- Task description -
Reproduce the data that follows in its entirety, character for character.

- Data shown -
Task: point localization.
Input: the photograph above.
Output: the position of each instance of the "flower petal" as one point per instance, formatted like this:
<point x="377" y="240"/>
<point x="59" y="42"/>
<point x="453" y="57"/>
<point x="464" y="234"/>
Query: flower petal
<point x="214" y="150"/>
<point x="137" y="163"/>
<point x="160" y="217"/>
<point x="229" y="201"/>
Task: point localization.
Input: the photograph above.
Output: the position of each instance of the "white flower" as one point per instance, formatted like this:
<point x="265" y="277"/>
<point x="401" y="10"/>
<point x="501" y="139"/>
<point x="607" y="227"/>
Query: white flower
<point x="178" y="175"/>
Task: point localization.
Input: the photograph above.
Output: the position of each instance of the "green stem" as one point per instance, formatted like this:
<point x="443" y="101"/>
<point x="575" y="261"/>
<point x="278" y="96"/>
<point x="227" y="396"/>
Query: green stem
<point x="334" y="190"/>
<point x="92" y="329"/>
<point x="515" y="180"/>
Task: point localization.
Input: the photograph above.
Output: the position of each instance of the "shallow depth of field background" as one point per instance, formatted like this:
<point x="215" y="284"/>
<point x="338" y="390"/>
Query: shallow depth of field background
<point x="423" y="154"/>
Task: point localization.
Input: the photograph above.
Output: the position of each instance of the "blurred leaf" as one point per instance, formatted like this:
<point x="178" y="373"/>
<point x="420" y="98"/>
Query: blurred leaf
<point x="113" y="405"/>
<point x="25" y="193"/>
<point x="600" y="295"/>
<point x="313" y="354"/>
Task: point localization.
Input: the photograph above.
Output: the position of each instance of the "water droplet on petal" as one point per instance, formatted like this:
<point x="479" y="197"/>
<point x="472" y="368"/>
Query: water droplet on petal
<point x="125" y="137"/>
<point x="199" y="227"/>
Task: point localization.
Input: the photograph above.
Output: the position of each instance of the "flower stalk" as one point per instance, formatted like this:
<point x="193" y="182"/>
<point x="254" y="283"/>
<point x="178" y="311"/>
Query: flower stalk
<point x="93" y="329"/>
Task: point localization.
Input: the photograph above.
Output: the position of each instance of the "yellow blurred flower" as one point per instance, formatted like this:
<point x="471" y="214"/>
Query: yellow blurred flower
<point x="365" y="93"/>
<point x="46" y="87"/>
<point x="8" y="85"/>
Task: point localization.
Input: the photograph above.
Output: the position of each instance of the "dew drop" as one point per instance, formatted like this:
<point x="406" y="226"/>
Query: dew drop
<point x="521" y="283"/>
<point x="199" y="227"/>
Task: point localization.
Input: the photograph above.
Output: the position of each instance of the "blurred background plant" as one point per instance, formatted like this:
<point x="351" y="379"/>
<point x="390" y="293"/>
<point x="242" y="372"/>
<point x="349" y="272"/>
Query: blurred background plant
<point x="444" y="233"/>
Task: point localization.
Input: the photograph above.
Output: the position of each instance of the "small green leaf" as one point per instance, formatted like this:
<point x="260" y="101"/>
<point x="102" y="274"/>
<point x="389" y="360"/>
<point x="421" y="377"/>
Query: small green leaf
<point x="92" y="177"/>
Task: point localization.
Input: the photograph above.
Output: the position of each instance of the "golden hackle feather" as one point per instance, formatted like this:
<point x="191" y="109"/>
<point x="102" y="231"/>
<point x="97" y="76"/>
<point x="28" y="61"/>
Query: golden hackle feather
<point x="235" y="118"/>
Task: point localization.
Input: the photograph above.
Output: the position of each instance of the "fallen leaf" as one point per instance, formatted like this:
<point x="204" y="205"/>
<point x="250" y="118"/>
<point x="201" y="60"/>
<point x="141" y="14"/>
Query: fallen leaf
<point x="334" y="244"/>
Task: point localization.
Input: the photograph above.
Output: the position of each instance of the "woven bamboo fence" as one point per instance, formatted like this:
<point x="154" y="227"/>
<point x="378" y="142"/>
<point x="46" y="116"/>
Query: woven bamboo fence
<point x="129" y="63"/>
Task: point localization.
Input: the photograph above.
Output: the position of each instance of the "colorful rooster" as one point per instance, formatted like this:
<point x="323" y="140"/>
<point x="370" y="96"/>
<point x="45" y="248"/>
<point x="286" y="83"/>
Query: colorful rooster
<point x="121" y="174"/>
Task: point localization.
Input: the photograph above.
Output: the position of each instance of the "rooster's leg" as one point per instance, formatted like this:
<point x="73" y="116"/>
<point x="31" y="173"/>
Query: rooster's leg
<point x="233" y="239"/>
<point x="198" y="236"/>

- The output -
Task: point localization.
Input: the photograph above.
Output: the position of each instance of the "flower petal" as one point per instance, formatted like this:
<point x="377" y="240"/>
<point x="59" y="42"/>
<point x="453" y="57"/>
<point x="464" y="234"/>
Query: flower petal
<point x="214" y="150"/>
<point x="137" y="163"/>
<point x="160" y="217"/>
<point x="229" y="201"/>
Task: point localization.
Input: the photograph above.
Output: the position of each instance of the "white flower" as one point per instance, formatted like this:
<point x="265" y="277"/>
<point x="401" y="10"/>
<point x="501" y="139"/>
<point x="607" y="227"/>
Query: white flower
<point x="178" y="175"/>
Task: point localization.
Input: the photograph above.
Output: the position of each instance of the "green stem" as one point per instance, formatted like this:
<point x="443" y="101"/>
<point x="575" y="261"/>
<point x="278" y="96"/>
<point x="227" y="396"/>
Query: green stem
<point x="334" y="190"/>
<point x="92" y="329"/>
<point x="515" y="180"/>
Task: point localization.
Input: the photograph above.
Output: the position of each instance of the "shallow depth of field background" as one point per instance, formatted like this:
<point x="215" y="284"/>
<point x="338" y="390"/>
Query: shallow depth of field background
<point x="423" y="154"/>
Task: point localization.
Input: the photograph above.
Output: the position of each instance of the "blurred leaf" as one point per instance, formatted like this:
<point x="178" y="373"/>
<point x="420" y="98"/>
Query: blurred leaf
<point x="113" y="405"/>
<point x="25" y="193"/>
<point x="600" y="295"/>
<point x="313" y="354"/>
Task: point localization.
Input: the photograph above.
Output: the position of each instance of the "water droplet on petal" as one point per instance, formatted like this:
<point x="479" y="197"/>
<point x="472" y="368"/>
Query: water droplet on petal
<point x="125" y="137"/>
<point x="199" y="227"/>
Task: point localization.
Input: the photograph above.
Output: the position of each instance of the "flower stalk" as one point per instance, formatted like this:
<point x="193" y="182"/>
<point x="254" y="283"/>
<point x="178" y="311"/>
Query: flower stalk
<point x="93" y="329"/>
Task: point localization.
Input: the photograph above.
Output: the position of each instance of the "yellow blurred flower" as one point per instance, formatted like this:
<point x="471" y="214"/>
Query: yellow blurred flower
<point x="365" y="93"/>
<point x="46" y="87"/>
<point x="8" y="85"/>
Task: point localization.
Input: the photograph above.
Output: the position of each instance of the "dew drop" as one point per instance, formatted like this:
<point x="406" y="226"/>
Query: dew drop
<point x="521" y="283"/>
<point x="199" y="227"/>
Task: point localization.
Input: the photograph above.
Output: the position of each instance of the "blurred background plant" as one point per instance, formatted like this:
<point x="351" y="379"/>
<point x="390" y="293"/>
<point x="242" y="372"/>
<point x="349" y="272"/>
Query: blurred background plant
<point x="444" y="233"/>
Task: point localization.
Input: the photograph above.
Output: the position of each instance of the "small green leaf" as one point per instance, formatted like this:
<point x="260" y="101"/>
<point x="102" y="274"/>
<point x="389" y="360"/>
<point x="421" y="377"/>
Query: small green leaf
<point x="92" y="177"/>
Task: point localization.
Input: the photograph above.
Output: the position of each instance of the "golden hackle feather" as one point per instance, formatted like this:
<point x="191" y="109"/>
<point x="102" y="231"/>
<point x="97" y="76"/>
<point x="28" y="61"/>
Query: golden hackle feather
<point x="235" y="118"/>
Task: point localization.
Input: the photograph above.
Output: the position of each instance of the "fallen leaf" as one point per instance, formatted like this:
<point x="204" y="205"/>
<point x="250" y="118"/>
<point x="201" y="60"/>
<point x="141" y="14"/>
Query: fallen leaf
<point x="334" y="244"/>
Task: point localization.
Input: the photograph above.
Output: the position of each instance of the "woven bamboo fence" as one point per instance, formatted like this:
<point x="154" y="227"/>
<point x="378" y="142"/>
<point x="46" y="116"/>
Query: woven bamboo fence
<point x="129" y="63"/>
Task: point localization.
Input: the photograph above.
Output: the position of each instance of the "colorful rooster" as one point per instance, formatted like this:
<point x="323" y="140"/>
<point x="370" y="96"/>
<point x="45" y="248"/>
<point x="286" y="83"/>
Query: colorful rooster
<point x="121" y="174"/>
Task: point localization.
Input: the photograph above.
Output: the position of each instance of the "rooster's leg" as one point per instance, formatted like this:
<point x="73" y="116"/>
<point x="31" y="173"/>
Query: rooster's leg
<point x="233" y="239"/>
<point x="198" y="236"/>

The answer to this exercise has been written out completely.